PROBLEM STATEMENT => Turn everything from the line containing "Target: black urn planter" down to the last line into a numbered list, leaving out any blank lines.

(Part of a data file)
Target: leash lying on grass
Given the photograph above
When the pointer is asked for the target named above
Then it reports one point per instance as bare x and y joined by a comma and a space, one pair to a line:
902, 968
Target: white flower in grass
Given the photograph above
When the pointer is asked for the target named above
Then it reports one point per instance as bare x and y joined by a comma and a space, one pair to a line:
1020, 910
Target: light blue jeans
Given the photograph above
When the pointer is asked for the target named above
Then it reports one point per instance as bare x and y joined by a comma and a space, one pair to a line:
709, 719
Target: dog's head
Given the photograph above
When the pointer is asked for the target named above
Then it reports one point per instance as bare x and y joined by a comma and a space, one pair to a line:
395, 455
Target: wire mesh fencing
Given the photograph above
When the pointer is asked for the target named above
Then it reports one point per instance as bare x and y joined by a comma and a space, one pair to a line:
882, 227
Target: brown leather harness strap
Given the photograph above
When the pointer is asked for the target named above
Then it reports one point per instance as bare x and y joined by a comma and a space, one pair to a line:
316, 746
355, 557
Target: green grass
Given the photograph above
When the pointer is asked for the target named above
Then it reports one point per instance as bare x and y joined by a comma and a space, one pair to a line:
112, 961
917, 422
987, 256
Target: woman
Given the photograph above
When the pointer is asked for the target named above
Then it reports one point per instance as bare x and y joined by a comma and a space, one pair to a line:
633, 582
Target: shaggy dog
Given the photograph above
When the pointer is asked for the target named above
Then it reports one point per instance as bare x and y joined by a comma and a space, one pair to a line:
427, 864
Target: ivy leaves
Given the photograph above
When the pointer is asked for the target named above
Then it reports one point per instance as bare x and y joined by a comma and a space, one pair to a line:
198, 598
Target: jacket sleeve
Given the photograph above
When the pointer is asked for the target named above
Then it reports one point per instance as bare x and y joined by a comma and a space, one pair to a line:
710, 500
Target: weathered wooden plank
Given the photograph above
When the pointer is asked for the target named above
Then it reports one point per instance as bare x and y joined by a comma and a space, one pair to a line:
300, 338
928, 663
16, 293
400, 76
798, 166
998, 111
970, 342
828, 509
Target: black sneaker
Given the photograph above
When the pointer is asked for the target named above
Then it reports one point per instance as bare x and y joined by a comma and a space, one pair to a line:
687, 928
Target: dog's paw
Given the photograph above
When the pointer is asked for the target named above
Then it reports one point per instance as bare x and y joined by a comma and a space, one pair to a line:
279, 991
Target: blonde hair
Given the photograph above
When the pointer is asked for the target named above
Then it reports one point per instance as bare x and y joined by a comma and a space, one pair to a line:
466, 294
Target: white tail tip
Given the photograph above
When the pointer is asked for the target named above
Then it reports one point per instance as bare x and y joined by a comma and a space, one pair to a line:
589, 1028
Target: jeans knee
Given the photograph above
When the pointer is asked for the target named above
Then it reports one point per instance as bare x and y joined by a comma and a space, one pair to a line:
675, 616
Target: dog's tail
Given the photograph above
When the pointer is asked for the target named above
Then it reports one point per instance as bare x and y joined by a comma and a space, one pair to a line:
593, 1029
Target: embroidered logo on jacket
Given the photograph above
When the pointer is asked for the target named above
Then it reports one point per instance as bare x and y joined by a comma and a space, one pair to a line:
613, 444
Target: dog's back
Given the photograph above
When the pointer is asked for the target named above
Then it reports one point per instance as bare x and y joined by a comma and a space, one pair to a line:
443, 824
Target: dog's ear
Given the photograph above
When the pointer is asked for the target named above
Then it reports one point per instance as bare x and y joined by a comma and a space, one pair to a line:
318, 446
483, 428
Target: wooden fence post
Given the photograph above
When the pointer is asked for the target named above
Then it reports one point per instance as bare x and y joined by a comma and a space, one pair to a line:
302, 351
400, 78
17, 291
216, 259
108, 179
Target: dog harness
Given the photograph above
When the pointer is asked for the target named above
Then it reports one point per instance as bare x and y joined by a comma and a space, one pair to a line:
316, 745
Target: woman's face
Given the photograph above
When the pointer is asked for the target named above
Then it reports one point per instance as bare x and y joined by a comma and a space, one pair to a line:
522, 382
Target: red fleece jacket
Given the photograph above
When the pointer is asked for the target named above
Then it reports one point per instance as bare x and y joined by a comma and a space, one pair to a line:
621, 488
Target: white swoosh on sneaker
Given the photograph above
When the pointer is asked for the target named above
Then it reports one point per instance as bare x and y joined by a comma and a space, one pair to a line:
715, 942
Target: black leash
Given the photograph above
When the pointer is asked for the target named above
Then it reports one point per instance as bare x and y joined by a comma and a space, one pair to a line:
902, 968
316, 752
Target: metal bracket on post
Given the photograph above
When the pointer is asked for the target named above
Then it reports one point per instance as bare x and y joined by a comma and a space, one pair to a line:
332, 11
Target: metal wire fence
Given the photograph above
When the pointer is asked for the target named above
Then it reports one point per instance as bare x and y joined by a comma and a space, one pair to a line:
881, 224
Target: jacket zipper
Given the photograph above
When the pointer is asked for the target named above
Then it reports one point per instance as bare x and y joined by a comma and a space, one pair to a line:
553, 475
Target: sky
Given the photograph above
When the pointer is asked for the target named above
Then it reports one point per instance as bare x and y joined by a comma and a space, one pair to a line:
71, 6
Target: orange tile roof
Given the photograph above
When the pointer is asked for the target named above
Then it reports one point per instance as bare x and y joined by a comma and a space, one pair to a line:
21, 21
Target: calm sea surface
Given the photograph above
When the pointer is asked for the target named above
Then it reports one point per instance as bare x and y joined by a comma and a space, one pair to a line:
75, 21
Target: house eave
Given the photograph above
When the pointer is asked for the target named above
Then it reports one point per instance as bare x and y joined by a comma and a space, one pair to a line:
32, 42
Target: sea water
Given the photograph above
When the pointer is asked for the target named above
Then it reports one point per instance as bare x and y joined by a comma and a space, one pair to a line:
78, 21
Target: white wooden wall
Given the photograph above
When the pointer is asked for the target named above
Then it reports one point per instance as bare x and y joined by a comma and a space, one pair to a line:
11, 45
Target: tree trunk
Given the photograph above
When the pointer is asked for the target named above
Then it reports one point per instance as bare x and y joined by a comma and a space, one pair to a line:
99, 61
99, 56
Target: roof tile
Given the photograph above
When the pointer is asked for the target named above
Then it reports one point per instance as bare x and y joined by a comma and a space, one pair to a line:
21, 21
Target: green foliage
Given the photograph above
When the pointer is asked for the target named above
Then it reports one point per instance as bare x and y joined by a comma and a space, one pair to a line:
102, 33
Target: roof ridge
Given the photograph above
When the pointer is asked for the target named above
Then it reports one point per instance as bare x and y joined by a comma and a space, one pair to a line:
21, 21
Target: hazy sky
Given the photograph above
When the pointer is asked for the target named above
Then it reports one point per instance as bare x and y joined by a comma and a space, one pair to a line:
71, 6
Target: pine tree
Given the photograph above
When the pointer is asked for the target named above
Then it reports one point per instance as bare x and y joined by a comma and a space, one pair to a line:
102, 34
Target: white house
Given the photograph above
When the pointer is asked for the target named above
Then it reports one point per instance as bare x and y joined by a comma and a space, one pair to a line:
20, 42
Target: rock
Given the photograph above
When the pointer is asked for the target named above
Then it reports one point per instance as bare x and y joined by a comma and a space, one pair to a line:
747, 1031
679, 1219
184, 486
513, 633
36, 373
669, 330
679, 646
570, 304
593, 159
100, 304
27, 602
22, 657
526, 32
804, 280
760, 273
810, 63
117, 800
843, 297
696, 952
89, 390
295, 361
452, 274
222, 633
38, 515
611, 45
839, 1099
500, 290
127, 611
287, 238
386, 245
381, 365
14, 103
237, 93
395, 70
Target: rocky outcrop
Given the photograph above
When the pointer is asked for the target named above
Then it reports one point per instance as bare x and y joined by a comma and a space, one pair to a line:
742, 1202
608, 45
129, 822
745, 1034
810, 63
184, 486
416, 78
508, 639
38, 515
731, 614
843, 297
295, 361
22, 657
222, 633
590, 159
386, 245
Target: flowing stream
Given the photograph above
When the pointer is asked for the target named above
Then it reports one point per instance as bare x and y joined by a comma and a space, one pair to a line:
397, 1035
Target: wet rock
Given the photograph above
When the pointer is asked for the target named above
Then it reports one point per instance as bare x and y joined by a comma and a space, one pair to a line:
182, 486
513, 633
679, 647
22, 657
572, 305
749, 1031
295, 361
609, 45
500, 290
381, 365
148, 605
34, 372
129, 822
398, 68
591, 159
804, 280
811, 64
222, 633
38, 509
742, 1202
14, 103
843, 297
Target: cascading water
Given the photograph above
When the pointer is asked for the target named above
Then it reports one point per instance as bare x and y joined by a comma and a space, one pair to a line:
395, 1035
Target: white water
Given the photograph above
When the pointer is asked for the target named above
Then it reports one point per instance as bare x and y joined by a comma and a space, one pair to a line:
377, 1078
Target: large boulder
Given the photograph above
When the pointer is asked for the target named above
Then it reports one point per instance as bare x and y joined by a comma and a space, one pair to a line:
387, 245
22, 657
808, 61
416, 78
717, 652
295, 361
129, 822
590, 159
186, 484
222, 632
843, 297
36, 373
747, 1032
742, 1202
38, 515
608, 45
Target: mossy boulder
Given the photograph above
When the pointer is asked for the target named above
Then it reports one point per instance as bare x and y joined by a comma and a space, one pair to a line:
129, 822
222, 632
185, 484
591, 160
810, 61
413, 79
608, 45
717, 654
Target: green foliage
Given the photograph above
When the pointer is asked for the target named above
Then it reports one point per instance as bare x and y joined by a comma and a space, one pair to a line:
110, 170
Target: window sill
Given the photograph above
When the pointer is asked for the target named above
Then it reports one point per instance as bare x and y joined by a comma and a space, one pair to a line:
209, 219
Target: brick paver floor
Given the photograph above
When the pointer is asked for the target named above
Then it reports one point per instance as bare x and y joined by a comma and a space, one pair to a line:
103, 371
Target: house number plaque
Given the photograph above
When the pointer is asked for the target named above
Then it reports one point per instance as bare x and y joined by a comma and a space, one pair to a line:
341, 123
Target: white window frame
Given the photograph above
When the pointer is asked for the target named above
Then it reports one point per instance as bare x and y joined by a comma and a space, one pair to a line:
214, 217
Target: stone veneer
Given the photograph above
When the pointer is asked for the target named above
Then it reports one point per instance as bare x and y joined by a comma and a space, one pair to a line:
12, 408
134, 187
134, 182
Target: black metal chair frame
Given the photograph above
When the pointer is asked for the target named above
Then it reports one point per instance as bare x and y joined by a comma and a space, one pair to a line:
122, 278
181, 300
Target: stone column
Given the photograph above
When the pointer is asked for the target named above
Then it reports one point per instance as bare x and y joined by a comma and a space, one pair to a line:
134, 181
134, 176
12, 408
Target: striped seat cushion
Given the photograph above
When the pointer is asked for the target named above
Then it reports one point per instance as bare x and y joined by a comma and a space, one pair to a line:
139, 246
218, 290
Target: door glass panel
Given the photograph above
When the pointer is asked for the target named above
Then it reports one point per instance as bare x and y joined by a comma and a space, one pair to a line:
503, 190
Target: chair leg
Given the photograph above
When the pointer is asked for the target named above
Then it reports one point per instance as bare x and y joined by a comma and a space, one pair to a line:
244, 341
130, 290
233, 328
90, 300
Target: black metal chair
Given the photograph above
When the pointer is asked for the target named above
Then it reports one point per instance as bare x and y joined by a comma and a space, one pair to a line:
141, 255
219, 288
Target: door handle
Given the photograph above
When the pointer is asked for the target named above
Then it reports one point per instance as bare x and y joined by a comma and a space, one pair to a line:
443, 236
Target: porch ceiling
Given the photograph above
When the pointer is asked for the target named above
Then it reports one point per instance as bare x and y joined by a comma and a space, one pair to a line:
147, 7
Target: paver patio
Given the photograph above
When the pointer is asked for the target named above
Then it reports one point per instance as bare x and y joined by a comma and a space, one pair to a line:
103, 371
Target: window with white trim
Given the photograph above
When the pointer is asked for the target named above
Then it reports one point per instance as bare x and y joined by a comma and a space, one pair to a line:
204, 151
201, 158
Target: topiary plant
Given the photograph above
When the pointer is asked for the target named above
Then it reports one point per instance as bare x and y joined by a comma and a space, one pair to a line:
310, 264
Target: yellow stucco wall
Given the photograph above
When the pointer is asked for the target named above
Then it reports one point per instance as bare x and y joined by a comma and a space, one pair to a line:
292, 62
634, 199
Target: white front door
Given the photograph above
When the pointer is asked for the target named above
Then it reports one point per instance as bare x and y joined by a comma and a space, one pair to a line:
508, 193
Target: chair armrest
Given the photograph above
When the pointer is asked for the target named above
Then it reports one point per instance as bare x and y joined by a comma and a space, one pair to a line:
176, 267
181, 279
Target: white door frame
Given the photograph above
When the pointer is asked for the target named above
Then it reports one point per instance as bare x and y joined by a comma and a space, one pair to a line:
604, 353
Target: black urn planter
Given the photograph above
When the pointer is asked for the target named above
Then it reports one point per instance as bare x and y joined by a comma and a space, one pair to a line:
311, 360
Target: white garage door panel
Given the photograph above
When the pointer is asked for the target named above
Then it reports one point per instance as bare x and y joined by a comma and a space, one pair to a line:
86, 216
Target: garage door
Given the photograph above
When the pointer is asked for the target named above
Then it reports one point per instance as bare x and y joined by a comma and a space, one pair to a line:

ANSWER TO THE PROBLEM =>
1. Target: black urn planter
2. Given the photograph above
3. When the pointer is asked for the target named above
4. Then it reports one point per instance as bare x and y joined by a comma and a space, one pair to a line:
5. 311, 360
6. Target: white garage door panel
7. Given the photograph above
8. When the pointer is asked for the target named above
9. Then it reports one point per instance as bare x and y joined by a comma and a space, one pair to a line:
10. 86, 216
11. Target: garage door
12. Given the photograph above
13. When the pointer is asked for the target named above
14. Then it reports one point per instance as bare x and y joined by a comma and a space, one pair to a line:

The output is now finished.